====== SOURCE DATA ======
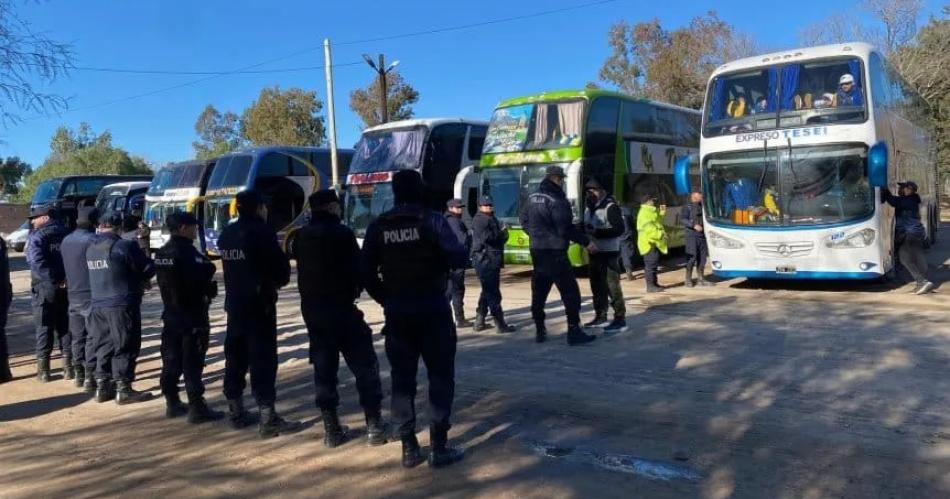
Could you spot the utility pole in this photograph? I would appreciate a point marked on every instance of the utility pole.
(381, 70)
(331, 114)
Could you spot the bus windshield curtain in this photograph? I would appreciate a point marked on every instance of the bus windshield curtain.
(789, 86)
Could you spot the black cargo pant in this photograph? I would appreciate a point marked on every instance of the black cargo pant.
(605, 271)
(336, 329)
(489, 275)
(250, 344)
(118, 333)
(183, 354)
(551, 267)
(431, 336)
(455, 291)
(51, 317)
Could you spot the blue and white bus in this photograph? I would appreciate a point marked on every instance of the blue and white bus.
(796, 149)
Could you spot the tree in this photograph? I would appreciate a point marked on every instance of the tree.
(671, 66)
(290, 117)
(12, 171)
(400, 96)
(26, 56)
(82, 152)
(217, 133)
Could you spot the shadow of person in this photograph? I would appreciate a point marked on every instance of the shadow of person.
(33, 408)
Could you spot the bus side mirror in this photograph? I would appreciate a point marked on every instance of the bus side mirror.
(877, 165)
(681, 175)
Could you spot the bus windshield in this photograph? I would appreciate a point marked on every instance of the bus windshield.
(778, 187)
(529, 127)
(787, 95)
(388, 150)
(364, 203)
(509, 187)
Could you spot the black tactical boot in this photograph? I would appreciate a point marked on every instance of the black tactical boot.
(577, 336)
(125, 394)
(334, 434)
(105, 390)
(199, 412)
(272, 424)
(411, 453)
(376, 429)
(441, 454)
(42, 369)
(173, 406)
(238, 417)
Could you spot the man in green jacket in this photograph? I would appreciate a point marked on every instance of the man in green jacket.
(651, 239)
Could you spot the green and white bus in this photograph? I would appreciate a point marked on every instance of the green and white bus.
(629, 145)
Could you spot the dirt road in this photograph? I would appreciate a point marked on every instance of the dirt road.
(742, 390)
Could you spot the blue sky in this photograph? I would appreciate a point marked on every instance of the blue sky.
(460, 73)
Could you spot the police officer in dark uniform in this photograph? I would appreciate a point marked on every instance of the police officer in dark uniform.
(6, 296)
(119, 273)
(549, 222)
(407, 254)
(328, 278)
(488, 248)
(185, 281)
(456, 285)
(73, 249)
(50, 302)
(255, 268)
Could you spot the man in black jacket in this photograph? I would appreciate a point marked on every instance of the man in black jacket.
(604, 222)
(456, 286)
(549, 222)
(488, 248)
(255, 268)
(185, 281)
(328, 278)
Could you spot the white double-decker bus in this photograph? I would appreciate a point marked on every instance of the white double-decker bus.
(796, 149)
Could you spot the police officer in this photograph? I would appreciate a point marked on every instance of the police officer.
(73, 249)
(119, 273)
(50, 303)
(488, 247)
(185, 281)
(255, 268)
(328, 278)
(407, 254)
(691, 216)
(6, 296)
(548, 221)
(603, 220)
(456, 285)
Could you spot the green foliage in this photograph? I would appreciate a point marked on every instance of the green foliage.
(82, 152)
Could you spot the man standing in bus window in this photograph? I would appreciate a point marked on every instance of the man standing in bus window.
(185, 281)
(328, 278)
(73, 250)
(255, 268)
(488, 257)
(407, 254)
(691, 216)
(651, 239)
(604, 222)
(549, 222)
(48, 281)
(456, 285)
(118, 275)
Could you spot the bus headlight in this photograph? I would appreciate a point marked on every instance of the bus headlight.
(860, 239)
(721, 241)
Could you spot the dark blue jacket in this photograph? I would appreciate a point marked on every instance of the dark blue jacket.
(549, 221)
(118, 271)
(255, 267)
(431, 253)
(73, 249)
(43, 253)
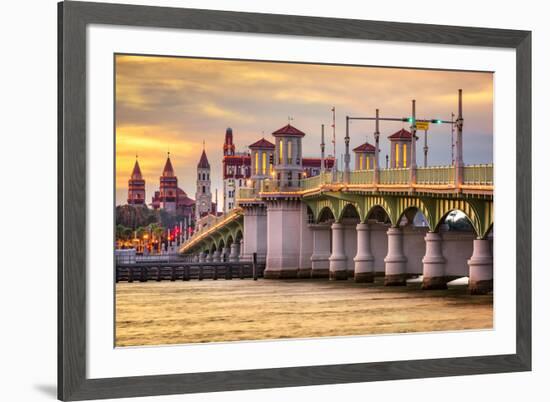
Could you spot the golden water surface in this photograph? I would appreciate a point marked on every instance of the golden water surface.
(156, 313)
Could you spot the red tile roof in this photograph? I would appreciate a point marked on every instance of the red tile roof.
(263, 144)
(136, 173)
(316, 162)
(203, 162)
(289, 130)
(168, 168)
(401, 135)
(364, 148)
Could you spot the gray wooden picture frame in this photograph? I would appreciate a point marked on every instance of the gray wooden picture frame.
(73, 18)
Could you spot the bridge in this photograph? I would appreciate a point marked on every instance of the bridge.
(396, 222)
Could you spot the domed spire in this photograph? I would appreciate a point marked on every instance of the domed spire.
(203, 162)
(168, 169)
(136, 172)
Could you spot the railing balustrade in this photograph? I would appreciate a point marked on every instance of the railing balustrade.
(478, 174)
(435, 175)
(394, 176)
(362, 177)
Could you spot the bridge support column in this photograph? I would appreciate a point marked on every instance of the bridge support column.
(224, 256)
(364, 260)
(321, 251)
(338, 259)
(433, 263)
(395, 261)
(481, 267)
(255, 232)
(350, 245)
(235, 249)
(283, 239)
(216, 256)
(306, 244)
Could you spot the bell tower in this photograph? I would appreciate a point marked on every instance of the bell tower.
(203, 196)
(168, 187)
(136, 186)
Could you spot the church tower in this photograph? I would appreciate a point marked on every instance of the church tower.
(136, 187)
(168, 187)
(228, 146)
(203, 196)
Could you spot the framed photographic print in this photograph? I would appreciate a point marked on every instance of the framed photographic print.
(255, 201)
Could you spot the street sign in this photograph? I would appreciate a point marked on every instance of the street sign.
(422, 125)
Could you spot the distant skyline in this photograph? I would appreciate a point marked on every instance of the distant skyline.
(173, 104)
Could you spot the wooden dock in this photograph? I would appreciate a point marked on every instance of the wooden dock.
(185, 271)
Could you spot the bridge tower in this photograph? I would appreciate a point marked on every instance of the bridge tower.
(203, 195)
(400, 149)
(136, 186)
(288, 156)
(261, 153)
(364, 157)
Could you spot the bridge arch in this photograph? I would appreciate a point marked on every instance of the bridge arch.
(408, 204)
(480, 215)
(351, 211)
(470, 218)
(239, 234)
(326, 214)
(379, 209)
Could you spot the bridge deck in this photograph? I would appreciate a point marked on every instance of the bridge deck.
(174, 271)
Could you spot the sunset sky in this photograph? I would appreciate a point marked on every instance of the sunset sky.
(173, 104)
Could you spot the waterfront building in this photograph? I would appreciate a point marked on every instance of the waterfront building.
(288, 156)
(203, 195)
(171, 198)
(136, 186)
(236, 171)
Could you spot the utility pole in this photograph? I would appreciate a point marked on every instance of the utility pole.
(322, 172)
(346, 155)
(425, 148)
(376, 146)
(459, 165)
(335, 165)
(452, 139)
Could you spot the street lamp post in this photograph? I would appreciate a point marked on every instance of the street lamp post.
(346, 155)
(412, 170)
(376, 150)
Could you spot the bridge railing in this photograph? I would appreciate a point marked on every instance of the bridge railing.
(394, 176)
(312, 182)
(478, 174)
(435, 175)
(247, 193)
(361, 177)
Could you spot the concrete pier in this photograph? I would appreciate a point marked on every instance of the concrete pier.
(321, 250)
(395, 261)
(434, 276)
(364, 259)
(338, 259)
(481, 267)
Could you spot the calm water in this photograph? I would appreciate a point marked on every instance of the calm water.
(155, 313)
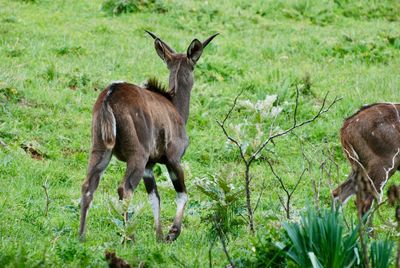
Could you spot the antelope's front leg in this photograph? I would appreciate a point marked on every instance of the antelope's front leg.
(154, 197)
(176, 175)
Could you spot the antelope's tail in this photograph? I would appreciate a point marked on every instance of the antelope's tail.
(107, 122)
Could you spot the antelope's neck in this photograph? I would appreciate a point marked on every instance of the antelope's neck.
(181, 100)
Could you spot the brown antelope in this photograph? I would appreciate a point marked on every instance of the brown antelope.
(371, 142)
(144, 126)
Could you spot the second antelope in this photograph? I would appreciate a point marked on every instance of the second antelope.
(142, 127)
(371, 142)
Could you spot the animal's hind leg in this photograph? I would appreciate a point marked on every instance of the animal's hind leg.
(176, 175)
(98, 162)
(133, 174)
(154, 197)
(346, 189)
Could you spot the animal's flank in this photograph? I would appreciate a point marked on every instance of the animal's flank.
(107, 120)
(156, 86)
(362, 109)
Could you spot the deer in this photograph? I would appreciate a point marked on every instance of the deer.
(371, 142)
(143, 126)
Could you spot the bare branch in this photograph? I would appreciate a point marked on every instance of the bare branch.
(259, 196)
(295, 125)
(229, 137)
(45, 188)
(298, 182)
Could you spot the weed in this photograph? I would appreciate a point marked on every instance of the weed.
(117, 7)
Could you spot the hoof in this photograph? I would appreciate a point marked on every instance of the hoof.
(82, 238)
(173, 234)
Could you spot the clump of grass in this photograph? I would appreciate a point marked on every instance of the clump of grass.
(70, 50)
(224, 206)
(371, 51)
(381, 252)
(369, 9)
(319, 240)
(118, 7)
(10, 94)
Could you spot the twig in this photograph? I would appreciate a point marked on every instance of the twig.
(249, 160)
(45, 188)
(221, 236)
(289, 194)
(210, 252)
(259, 196)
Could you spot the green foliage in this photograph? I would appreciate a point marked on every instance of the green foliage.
(320, 240)
(10, 94)
(264, 251)
(224, 206)
(117, 7)
(370, 9)
(265, 47)
(381, 253)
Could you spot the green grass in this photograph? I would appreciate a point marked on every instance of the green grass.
(56, 56)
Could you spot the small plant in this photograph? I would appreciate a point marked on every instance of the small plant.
(117, 211)
(381, 252)
(118, 7)
(224, 211)
(319, 240)
(224, 204)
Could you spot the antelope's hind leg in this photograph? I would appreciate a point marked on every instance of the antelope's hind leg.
(177, 177)
(344, 191)
(135, 167)
(154, 198)
(98, 162)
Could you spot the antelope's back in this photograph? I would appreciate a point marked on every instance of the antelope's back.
(372, 131)
(144, 117)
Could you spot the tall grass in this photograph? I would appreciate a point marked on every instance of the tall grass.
(320, 240)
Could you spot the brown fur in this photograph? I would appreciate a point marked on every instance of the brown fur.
(154, 85)
(371, 140)
(144, 126)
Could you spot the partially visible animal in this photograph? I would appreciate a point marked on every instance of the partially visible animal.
(143, 126)
(371, 142)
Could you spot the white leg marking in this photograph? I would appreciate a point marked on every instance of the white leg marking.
(173, 176)
(355, 158)
(117, 82)
(387, 173)
(155, 205)
(397, 112)
(148, 173)
(181, 199)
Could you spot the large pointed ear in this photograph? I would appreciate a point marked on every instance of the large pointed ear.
(194, 50)
(162, 51)
(208, 40)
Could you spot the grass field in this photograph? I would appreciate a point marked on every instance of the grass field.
(56, 56)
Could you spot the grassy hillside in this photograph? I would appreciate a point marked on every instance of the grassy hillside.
(56, 56)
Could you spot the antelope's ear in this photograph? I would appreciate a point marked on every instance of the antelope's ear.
(162, 51)
(195, 50)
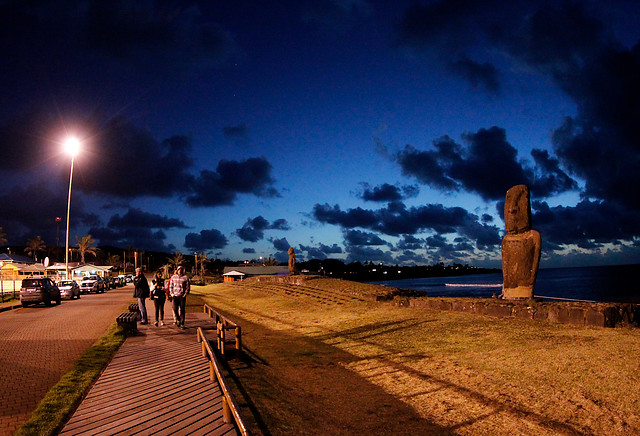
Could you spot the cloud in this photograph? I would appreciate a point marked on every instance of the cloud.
(410, 242)
(27, 211)
(281, 244)
(387, 192)
(358, 253)
(395, 219)
(487, 165)
(205, 240)
(253, 229)
(358, 237)
(321, 251)
(136, 237)
(478, 74)
(153, 34)
(250, 176)
(136, 218)
(239, 131)
(590, 224)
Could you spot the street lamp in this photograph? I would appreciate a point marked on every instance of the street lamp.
(71, 146)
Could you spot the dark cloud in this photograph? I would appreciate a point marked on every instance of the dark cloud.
(110, 149)
(358, 237)
(136, 218)
(239, 131)
(488, 166)
(154, 34)
(251, 176)
(253, 229)
(281, 244)
(27, 211)
(589, 224)
(359, 253)
(478, 74)
(387, 192)
(571, 43)
(205, 240)
(321, 251)
(135, 237)
(410, 242)
(396, 219)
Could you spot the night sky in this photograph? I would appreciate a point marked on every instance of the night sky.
(384, 131)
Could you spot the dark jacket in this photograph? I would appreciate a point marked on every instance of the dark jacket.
(158, 291)
(140, 287)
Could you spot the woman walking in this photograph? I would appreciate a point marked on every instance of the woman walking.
(158, 296)
(141, 292)
(178, 289)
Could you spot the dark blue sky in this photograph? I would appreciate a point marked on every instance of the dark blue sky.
(353, 129)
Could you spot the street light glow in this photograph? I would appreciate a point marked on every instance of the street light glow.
(72, 146)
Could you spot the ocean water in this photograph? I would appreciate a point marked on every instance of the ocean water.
(602, 283)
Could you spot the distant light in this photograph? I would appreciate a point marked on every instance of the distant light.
(72, 146)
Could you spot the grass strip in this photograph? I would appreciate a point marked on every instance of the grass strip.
(63, 398)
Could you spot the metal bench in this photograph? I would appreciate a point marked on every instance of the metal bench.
(128, 321)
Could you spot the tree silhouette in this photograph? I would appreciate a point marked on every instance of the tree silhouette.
(176, 260)
(270, 261)
(85, 246)
(34, 246)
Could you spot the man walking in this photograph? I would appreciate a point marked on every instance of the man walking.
(141, 292)
(178, 289)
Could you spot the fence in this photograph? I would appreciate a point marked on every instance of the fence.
(9, 289)
(230, 409)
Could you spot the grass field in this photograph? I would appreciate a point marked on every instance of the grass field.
(324, 359)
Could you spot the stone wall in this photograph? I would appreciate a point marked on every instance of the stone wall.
(593, 314)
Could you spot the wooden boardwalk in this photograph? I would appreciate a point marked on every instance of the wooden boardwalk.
(157, 383)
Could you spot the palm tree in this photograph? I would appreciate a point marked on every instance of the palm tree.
(34, 246)
(203, 258)
(113, 260)
(176, 260)
(270, 261)
(85, 246)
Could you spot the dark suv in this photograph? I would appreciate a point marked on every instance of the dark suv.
(39, 290)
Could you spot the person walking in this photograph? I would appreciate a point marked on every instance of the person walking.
(141, 292)
(158, 296)
(178, 289)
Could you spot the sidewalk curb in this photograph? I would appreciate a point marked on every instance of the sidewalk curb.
(10, 307)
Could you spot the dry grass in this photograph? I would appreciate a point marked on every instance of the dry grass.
(315, 366)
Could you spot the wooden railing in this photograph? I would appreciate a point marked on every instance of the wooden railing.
(227, 332)
(230, 409)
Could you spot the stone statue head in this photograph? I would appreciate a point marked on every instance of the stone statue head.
(517, 210)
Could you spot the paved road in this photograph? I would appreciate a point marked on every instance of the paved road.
(39, 344)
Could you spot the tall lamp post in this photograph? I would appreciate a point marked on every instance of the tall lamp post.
(71, 146)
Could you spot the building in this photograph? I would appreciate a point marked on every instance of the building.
(239, 273)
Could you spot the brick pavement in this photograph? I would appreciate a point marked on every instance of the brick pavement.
(39, 344)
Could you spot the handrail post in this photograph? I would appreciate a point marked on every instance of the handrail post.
(226, 411)
(238, 339)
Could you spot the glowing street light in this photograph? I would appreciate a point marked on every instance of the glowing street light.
(71, 146)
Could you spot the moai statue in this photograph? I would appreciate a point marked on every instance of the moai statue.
(292, 261)
(520, 246)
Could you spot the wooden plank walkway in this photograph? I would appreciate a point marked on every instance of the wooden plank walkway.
(157, 383)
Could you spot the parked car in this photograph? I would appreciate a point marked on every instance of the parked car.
(69, 289)
(39, 290)
(92, 283)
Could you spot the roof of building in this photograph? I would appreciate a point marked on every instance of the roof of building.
(91, 267)
(11, 258)
(256, 270)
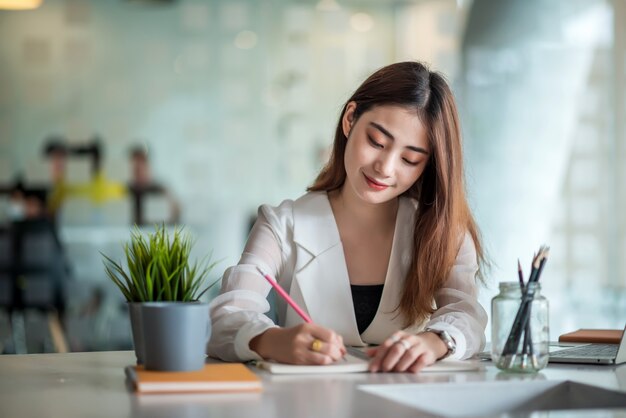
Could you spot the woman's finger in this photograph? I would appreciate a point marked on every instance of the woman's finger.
(394, 354)
(426, 359)
(408, 358)
(382, 350)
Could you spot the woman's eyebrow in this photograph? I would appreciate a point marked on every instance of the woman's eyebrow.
(390, 136)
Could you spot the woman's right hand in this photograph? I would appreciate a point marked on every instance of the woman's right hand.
(295, 345)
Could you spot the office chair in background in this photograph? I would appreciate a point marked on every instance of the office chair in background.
(34, 269)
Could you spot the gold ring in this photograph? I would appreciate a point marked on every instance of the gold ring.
(316, 345)
(404, 343)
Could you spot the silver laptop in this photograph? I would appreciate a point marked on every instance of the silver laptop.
(594, 353)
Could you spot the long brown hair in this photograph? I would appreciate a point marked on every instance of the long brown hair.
(443, 214)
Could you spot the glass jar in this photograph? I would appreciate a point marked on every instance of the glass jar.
(525, 348)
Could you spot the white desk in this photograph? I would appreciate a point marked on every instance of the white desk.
(93, 385)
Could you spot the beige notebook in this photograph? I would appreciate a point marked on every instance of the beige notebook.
(231, 377)
(353, 364)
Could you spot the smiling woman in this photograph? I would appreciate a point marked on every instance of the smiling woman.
(382, 250)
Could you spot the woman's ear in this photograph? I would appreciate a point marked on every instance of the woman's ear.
(348, 118)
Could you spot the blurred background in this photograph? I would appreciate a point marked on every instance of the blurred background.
(195, 112)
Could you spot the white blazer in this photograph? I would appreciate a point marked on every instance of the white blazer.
(298, 243)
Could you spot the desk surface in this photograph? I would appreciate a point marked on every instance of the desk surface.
(93, 384)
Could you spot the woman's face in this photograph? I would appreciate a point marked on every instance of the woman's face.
(386, 153)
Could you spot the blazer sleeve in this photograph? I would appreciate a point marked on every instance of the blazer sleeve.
(457, 309)
(238, 312)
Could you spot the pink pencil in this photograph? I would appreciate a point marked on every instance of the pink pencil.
(286, 296)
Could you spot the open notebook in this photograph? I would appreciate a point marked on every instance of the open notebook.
(357, 362)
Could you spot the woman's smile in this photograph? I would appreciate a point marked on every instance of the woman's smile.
(374, 184)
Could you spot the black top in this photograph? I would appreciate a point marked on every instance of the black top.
(366, 300)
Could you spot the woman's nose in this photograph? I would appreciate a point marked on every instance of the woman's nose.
(384, 166)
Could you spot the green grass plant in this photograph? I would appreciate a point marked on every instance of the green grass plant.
(159, 269)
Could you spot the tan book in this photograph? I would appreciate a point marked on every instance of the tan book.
(603, 336)
(228, 377)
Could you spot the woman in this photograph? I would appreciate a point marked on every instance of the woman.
(382, 250)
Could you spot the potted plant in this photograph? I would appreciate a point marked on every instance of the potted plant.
(170, 324)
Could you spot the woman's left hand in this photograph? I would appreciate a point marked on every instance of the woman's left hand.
(403, 352)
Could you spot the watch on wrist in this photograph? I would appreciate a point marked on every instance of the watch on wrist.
(447, 340)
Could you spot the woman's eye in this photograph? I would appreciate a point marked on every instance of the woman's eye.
(374, 143)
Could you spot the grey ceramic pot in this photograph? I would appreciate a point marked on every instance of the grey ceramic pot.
(175, 335)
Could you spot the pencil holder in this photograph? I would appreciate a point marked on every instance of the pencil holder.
(519, 328)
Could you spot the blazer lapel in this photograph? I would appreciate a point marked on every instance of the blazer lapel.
(388, 319)
(320, 273)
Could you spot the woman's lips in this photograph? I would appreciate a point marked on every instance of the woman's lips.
(374, 184)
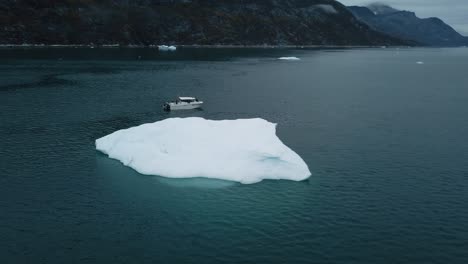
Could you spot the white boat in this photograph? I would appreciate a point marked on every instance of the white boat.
(167, 48)
(183, 103)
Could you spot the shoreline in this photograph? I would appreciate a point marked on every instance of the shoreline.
(216, 46)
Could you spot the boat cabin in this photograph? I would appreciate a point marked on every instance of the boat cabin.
(186, 100)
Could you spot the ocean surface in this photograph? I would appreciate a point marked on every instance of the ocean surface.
(384, 137)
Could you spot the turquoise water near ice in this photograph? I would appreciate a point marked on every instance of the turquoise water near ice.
(384, 137)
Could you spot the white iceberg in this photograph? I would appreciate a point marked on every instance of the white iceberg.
(243, 150)
(167, 48)
(289, 58)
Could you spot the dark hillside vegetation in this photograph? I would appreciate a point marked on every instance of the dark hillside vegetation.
(145, 22)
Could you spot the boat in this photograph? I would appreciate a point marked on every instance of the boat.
(183, 103)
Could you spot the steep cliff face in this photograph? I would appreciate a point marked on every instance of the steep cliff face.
(241, 22)
(406, 25)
======
Every line from the one containing "Could you spot the turquoise" through the end of the data must be repeated exactly, and no other line.

WRITTEN SOLUTION:
Could you spot the turquoise water near ice in this photograph? I would appreciate a point marked on every instance of the turquoise water near ice.
(384, 137)
Could you spot the white iceberg in this photograph? I would appreciate a point marked on every instance of the white iceberg.
(243, 150)
(167, 48)
(289, 58)
Could you spot the dark hillside vegetation in this photograph? I would appreciate a point marked on every instance of the dark hillside vegetation.
(145, 22)
Could you spot the boat in this photograph? I would appreciate a point marked on every instance of the boat.
(183, 103)
Could you spot the steep cliff face in this photograph? I would appreciate a point marked on every instance of the steep cliff face.
(241, 22)
(406, 25)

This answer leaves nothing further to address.